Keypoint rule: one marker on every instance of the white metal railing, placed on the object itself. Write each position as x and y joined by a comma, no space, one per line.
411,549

* * *

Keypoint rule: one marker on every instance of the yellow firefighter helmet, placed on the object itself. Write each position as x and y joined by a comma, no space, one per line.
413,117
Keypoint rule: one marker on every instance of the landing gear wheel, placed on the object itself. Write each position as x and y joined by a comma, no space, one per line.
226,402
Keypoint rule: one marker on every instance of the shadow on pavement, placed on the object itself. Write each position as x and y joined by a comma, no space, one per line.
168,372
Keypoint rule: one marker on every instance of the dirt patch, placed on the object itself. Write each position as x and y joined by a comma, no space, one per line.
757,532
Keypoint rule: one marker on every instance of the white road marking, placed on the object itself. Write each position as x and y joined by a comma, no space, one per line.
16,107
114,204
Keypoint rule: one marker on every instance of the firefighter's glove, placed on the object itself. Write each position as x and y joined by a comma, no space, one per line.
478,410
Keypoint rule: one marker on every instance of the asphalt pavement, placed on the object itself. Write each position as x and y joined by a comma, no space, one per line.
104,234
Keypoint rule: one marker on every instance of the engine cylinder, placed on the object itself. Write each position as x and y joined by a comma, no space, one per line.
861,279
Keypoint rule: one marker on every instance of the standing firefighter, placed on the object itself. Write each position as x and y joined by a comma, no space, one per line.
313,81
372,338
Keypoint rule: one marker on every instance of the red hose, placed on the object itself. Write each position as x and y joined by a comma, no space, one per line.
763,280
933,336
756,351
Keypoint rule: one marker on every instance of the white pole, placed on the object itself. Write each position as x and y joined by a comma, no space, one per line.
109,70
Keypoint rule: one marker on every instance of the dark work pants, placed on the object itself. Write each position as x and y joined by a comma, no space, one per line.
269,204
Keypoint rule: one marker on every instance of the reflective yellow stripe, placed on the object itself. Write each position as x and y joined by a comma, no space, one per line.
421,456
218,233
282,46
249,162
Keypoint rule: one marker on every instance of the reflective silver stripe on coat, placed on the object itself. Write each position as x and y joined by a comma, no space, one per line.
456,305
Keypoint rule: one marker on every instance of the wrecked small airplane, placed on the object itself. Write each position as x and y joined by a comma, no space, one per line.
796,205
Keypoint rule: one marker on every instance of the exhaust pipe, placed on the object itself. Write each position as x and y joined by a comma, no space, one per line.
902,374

...

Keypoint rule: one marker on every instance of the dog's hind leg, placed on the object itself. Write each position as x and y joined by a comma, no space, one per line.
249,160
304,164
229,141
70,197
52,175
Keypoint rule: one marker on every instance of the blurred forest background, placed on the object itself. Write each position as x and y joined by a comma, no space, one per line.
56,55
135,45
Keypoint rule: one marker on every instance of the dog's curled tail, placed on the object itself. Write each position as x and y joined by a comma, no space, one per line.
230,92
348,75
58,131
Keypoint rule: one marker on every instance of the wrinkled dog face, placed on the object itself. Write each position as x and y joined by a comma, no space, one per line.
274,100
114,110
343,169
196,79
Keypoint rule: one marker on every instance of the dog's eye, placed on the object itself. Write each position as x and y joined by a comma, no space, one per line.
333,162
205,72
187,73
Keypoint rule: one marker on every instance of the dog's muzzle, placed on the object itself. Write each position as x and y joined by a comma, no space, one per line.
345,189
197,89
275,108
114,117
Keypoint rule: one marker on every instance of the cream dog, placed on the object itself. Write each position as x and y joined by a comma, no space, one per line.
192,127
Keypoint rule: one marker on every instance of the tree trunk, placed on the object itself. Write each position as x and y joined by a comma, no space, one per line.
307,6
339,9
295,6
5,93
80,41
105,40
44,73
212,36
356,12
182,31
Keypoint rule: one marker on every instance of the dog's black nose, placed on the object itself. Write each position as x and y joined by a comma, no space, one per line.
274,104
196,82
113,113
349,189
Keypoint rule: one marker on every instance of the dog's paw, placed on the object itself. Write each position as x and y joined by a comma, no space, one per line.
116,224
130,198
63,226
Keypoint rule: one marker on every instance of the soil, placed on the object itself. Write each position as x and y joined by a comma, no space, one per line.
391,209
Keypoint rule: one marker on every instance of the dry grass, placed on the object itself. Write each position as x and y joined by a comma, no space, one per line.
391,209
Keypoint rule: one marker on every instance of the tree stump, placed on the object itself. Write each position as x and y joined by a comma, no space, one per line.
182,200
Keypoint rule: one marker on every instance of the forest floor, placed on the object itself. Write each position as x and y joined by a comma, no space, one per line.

EXERCISE —
Select and copy each line in the items above that contains the word "forest".

IN RESPONSE —
Keypoint rule: one marker on every instance of the blurred forest background, placed on the object itself. Write each position as x and y joined by a comma, no space, one per line.
Keypoint rule: one marker on every instance of the forest floor, placed on the object itself. Write each position as x and y joined by a comma, no space, one per line.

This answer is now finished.